Task requirements ::
Please type out the items below word for word, from their first line up to and including the line with "negative clicks: (377, 193)", and leave the pictures out.

Data for analysis ::
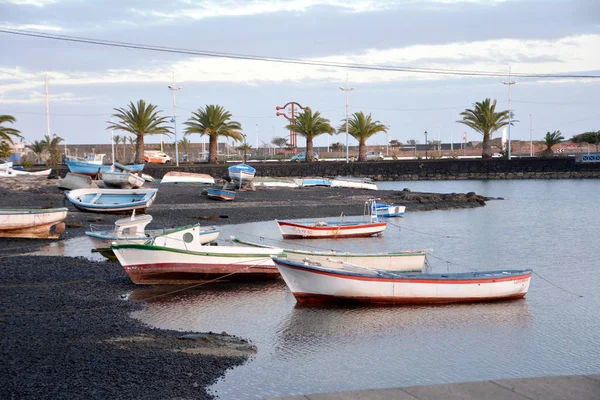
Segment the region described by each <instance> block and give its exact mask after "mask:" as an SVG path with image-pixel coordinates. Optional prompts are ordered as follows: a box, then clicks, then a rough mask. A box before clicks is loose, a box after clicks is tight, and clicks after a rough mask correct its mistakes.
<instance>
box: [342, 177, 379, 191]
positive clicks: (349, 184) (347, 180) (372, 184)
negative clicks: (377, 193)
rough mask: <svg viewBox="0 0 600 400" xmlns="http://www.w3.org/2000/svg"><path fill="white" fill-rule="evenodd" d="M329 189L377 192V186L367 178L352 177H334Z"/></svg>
mask: <svg viewBox="0 0 600 400" xmlns="http://www.w3.org/2000/svg"><path fill="white" fill-rule="evenodd" d="M331 187H345V188H352V189H367V190H377V185H376V184H375V183H373V181H371V180H370V179H369V178H355V177H352V176H338V177H336V178H335V179H333V180H332V181H331Z"/></svg>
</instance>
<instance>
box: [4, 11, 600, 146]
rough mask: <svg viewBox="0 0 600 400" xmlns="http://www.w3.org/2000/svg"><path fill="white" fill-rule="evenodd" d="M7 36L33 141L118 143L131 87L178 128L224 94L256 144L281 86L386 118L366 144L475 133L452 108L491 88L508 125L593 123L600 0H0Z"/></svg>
mask: <svg viewBox="0 0 600 400" xmlns="http://www.w3.org/2000/svg"><path fill="white" fill-rule="evenodd" d="M32 34H36V35H38V36H32ZM40 34H41V36H46V37H40V36H39V35H40ZM52 35H61V37H62V38H65V39H68V40H56V39H51V38H47V36H52ZM73 38H85V39H90V40H91V41H92V42H97V41H110V42H120V43H128V44H129V45H130V46H128V47H119V46H107V45H98V44H93V43H90V41H87V42H86V43H82V42H77V41H74V40H73ZM0 44H1V46H0V49H1V50H2V54H3V56H2V57H0V114H9V115H13V116H14V117H15V118H16V119H17V121H16V123H15V124H12V125H11V127H14V128H16V129H19V130H20V131H21V133H22V135H23V136H24V138H25V140H26V141H27V142H32V141H34V140H41V139H42V138H43V137H44V135H46V134H48V133H49V132H50V134H57V135H59V136H60V137H62V138H64V139H65V140H66V142H67V144H69V145H71V144H90V143H111V134H112V132H111V131H109V130H107V129H106V128H107V125H108V121H110V118H111V114H113V113H114V109H115V108H118V107H126V106H127V105H128V104H129V103H130V102H134V103H135V102H137V101H138V100H140V99H144V100H145V101H146V102H150V103H152V104H154V105H156V106H158V109H159V110H161V111H162V115H166V116H169V117H171V116H172V115H173V114H174V112H175V111H174V103H175V102H176V115H177V118H176V132H177V138H178V139H181V138H182V137H183V133H184V128H185V125H184V124H183V123H184V122H185V121H186V120H187V119H188V118H189V117H190V116H191V113H192V112H193V111H196V110H198V109H199V108H200V107H204V106H206V105H208V104H218V105H222V106H223V107H225V109H226V110H228V111H229V112H230V113H231V114H232V120H235V121H238V122H240V123H241V125H242V128H243V132H244V133H245V134H246V135H247V140H248V142H249V144H251V145H252V147H254V148H256V147H264V146H267V145H269V144H270V142H271V140H272V138H274V137H285V136H287V135H288V134H289V132H288V131H287V130H286V129H285V125H286V124H287V123H288V121H287V120H286V119H285V117H284V116H277V115H276V112H277V110H276V107H277V106H284V105H285V104H287V103H289V102H297V103H299V104H300V105H302V106H304V107H310V108H311V109H312V110H313V111H319V112H320V113H321V115H322V116H323V117H325V118H327V119H329V120H330V121H331V124H332V125H333V126H334V127H339V126H340V125H341V124H342V122H343V121H344V120H345V117H346V104H348V112H349V114H350V115H351V114H352V113H354V112H359V111H362V112H364V113H365V114H371V115H372V117H373V119H374V120H378V121H380V122H381V123H383V124H385V125H387V126H388V127H389V130H388V132H387V134H386V133H379V134H377V135H375V136H373V137H372V138H371V139H369V140H368V141H367V144H368V145H375V144H385V143H386V142H389V141H390V140H398V141H399V142H401V143H406V142H407V141H408V140H416V141H417V142H418V143H424V142H425V135H424V132H425V131H427V132H428V140H441V141H442V142H450V141H454V142H455V143H456V142H459V141H460V140H461V139H462V138H463V135H464V134H465V133H466V136H467V140H468V141H477V140H481V135H480V134H479V133H477V132H474V131H472V130H470V129H469V128H467V127H466V126H464V125H462V124H459V123H457V121H458V120H459V119H460V113H461V112H462V111H464V110H465V109H468V108H472V107H473V104H474V103H475V102H479V101H483V100H484V99H486V98H490V99H492V100H497V108H498V109H499V110H507V109H509V108H510V109H512V110H513V113H514V119H515V120H516V122H515V125H514V126H513V127H512V128H511V130H510V138H511V140H526V141H528V140H530V138H532V139H533V140H541V139H542V137H543V136H544V135H545V134H546V132H553V131H555V130H559V131H561V133H562V134H563V136H564V137H566V138H567V139H568V138H571V137H572V136H573V135H577V134H580V133H583V132H588V131H597V130H600V2H598V1H597V0H580V1H578V0H571V1H567V0H463V1H455V0H406V1H403V0H397V1H391V0H378V1H375V0H279V1H266V0H198V1H195V0H179V1H171V2H169V1H157V0H130V1H126V2H123V1H114V0H103V1H92V0H0ZM135 47H145V48H146V49H139V48H135ZM147 47H152V48H160V49H161V50H162V51H151V50H149V49H147ZM173 49H177V50H179V51H173ZM215 53H219V54H221V55H226V57H215V56H212V55H214V54H215ZM211 54H212V55H211ZM274 59H277V62H276V61H274ZM341 64H343V65H341ZM509 69H510V72H511V76H510V77H509V76H508V75H509ZM459 72H460V73H459ZM463 73H464V74H463ZM482 74H483V76H482ZM540 75H543V76H540ZM46 77H48V95H46V89H45V79H46ZM509 82H514V84H507V83H509ZM168 85H173V86H175V87H180V88H181V89H180V90H178V91H177V92H175V93H174V92H172V91H171V90H169V88H168ZM346 85H347V87H348V88H351V89H352V90H349V91H344V90H341V88H344V87H346ZM509 89H510V96H509ZM174 94H175V96H174ZM346 96H347V97H346ZM346 99H347V102H346ZM509 99H510V107H509ZM47 103H48V108H47V106H46V104H47ZM47 110H48V111H49V113H48V118H47ZM286 112H287V114H288V115H290V114H291V110H290V109H289V108H287V109H286ZM48 121H49V126H50V130H48V123H47V122H48ZM115 134H119V132H115ZM500 135H501V133H500V132H497V133H496V134H495V135H494V136H493V137H494V138H495V137H500ZM188 139H189V140H190V141H191V142H192V143H200V142H201V141H202V140H204V139H201V138H200V137H199V136H198V135H191V136H188ZM169 140H170V141H173V137H171V139H166V138H165V141H169ZM345 140H346V136H345V134H344V133H341V134H337V135H334V136H332V137H329V136H328V135H324V136H320V137H318V138H317V139H316V140H315V144H316V145H317V146H327V145H328V144H330V143H336V142H339V143H345ZM159 141H160V138H159V137H156V136H151V137H148V138H147V139H146V142H148V143H158V142H159ZM305 143H306V142H305V139H303V138H299V139H298V146H300V147H303V146H305ZM349 143H350V145H356V144H357V142H356V141H355V140H354V139H353V138H351V137H350V139H349Z"/></svg>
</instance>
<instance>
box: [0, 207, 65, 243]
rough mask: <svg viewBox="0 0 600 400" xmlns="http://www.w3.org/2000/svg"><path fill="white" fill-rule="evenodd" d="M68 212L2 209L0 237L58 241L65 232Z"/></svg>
mask: <svg viewBox="0 0 600 400" xmlns="http://www.w3.org/2000/svg"><path fill="white" fill-rule="evenodd" d="M67 212H68V210H67V209H66V208H64V207H61V208H45V209H0V237H13V238H28V239H58V238H59V237H60V234H61V233H63V232H64V231H65V223H64V222H63V221H64V219H65V218H66V217H67Z"/></svg>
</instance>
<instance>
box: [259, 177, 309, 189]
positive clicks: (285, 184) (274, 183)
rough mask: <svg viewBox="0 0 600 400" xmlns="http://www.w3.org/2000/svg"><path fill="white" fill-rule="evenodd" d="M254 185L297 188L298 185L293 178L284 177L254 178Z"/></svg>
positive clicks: (271, 186)
mask: <svg viewBox="0 0 600 400" xmlns="http://www.w3.org/2000/svg"><path fill="white" fill-rule="evenodd" d="M253 182H254V186H262V187H266V188H271V187H288V188H297V187H299V185H298V184H297V183H296V182H295V180H294V179H285V178H254V181H253Z"/></svg>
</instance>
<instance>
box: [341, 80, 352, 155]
mask: <svg viewBox="0 0 600 400" xmlns="http://www.w3.org/2000/svg"><path fill="white" fill-rule="evenodd" d="M340 90H343V91H344V92H346V164H347V163H348V162H349V153H348V92H350V91H352V90H354V88H351V87H348V74H346V87H340Z"/></svg>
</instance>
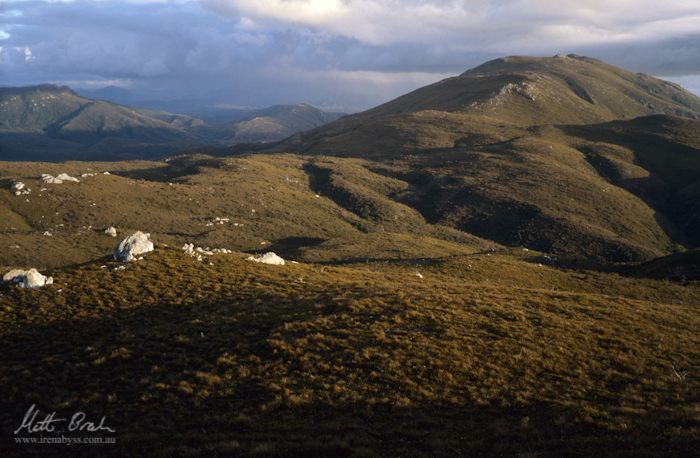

Result of the exercise ::
Segment the region described by each <instance> block and give its exact mask after "mask:" as an SVG path with image-pixel coordinates. Optional prompts are ordered as follows: a box, then clicks, then a rough mask. A box before clicks is loose, a box after clicks is tight, and clicks after a rough mask correct its mistakes.
<instance>
box: [342, 177, 379, 191]
positive clicks: (349, 184) (347, 180) (372, 184)
negative clicks: (377, 193)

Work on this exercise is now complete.